── Sélection ──

JE NE ME DEMANDE PAS
Fantaisie autour de quelques mots d'Henri Michaux tirés de "La Nuit remue". Citations entre guillemets et/ou en italiques.

 

1.
"En fait, on ne sait rien du ciel du crabe" écrit Henri Michaux dans "Le Ciel du spermatozoïde". Comment le pourrait-on ? Nous croisons des crânes chaque jour ; dans chacun de ces crânes, un crabe ; au-dessus de ces crabes, un ciel. Dont nous ignorons tout. Dont nous ne pouvons saisir l'étoffe.

 

2.
Dans "Le Lac", l'eau "continue à traiter les hommes en hommes et les poissons en poissons". Manière de dire que le réel est ce qu'il est. Ce qui n'empêche pas que nous pêchions des poissons. Que nous mangions des poissons. Ou que des poissons nous mangent.

 

3.
Entre le mot "angle" et le mot "os", il y a quelque rapport pas si évident que cela à expliciter. Et pourtant, on voit bien, on sait bien que nous sommes pleins d'angles jusqu'à l'os. Nous traversons des forêts d'angles invisibles ; nous traversons des forêts cubistes, des villages cubistes, des êtres cubistes, et nous débouchons sur des places de la gare surréalistes.

 

4.
"Le vent" et sa "lame de couteau" le long de laquelle passe un être équilibriste que la lame du couteau peut à tout instant plonger dans un précipice. Par ailleurs, pour moi, j'aime autant conserver ce couteau dans l'oeil que certains, parfois, devinent.

 

5.
"Dans une fourmilière jamais il n'est question d'aigles" est un des aphorismes de Michaux que j'aime le plus. C'est qu'il y a des êtres sans légende, des êtres sans ombre, des êtres qui ne sont que passages, des êtres si parfaits qu'ils semblent là pour illustrer une leçon de sociologie. Ils fourmillent ; ils se reproduisent ; ils ne voient pas le grotesque de la situation. Je dis ça et je dis des sottises. En fait, il y a bien longtemps que les fourmilières se sont répandues parmi les aigles, qu'elles grignotent consciencieusement, s'emparant de leurs légendes, de leur royaume des ombres, de leurs exceptions, de leurs regards perçants avec lesquels elles convoitent le monde.

───

**Travail demandé:**
**a.** D'après la partie 5 de la sélection, de quoi les fourmilières s'emparent-elles chez les aigles ? Donnez la liste complète.
**b.** Répondez brièvement à ces questions sur la sélection.
(i) Dans la partie 1, qu'y a-t-il au-dessus des crabes ?
(ii) Dans « Le Lac », comment l'eau traite-t-elle les hommes et les poissons ?
(iii) Dans la partie 3, sur quoi débouchons-nous après avoir traversé les forêts, villages et êtres cubistes ?
**c.** Recopiez le passage de la sélection allant de « Entre le mot » à « la gare surréalistes. », ces deux bornes comprises.

── Fiches de données ──

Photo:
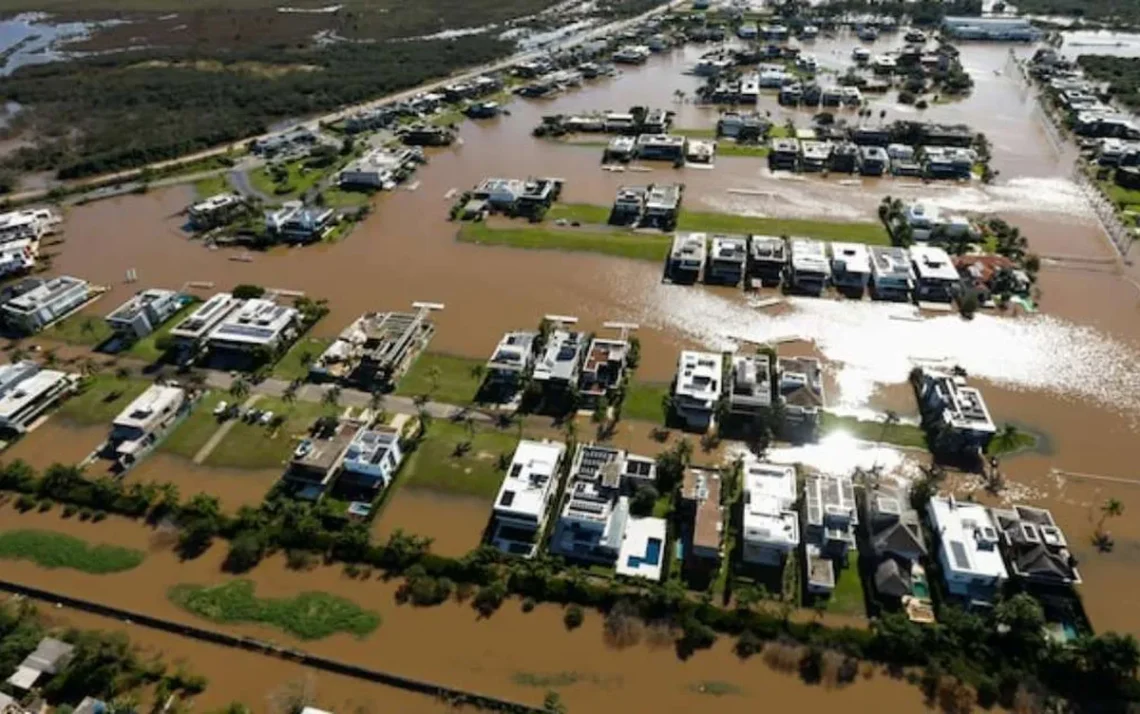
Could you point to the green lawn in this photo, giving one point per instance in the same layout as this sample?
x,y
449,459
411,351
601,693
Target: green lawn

───

**Corrigé de l'exercice:**
**a.**
- leurs légendes
- leur royaume des ombres
- leurs exceptions
- leurs regards perçants

**b.**
(i) Un ciel.
(ii) Elle traite les hommes en hommes et les poissons en poissons.
(iii) Sur des places de la gare surréalistes.

**c.**
Entre le mot "angle" et le mot "os", il y a quelque rapport pas si évident que cela à expliciter. Et pourtant, on voit bien, on sait bien que nous sommes pleins d'angles jusqu'à l'os. Nous traversons des forêts d'angles invisibles ; nous traversons des forêts cubistes, des villages cubistes, des êtres cubistes, et nous débouchons sur des places de la gare surréalistes.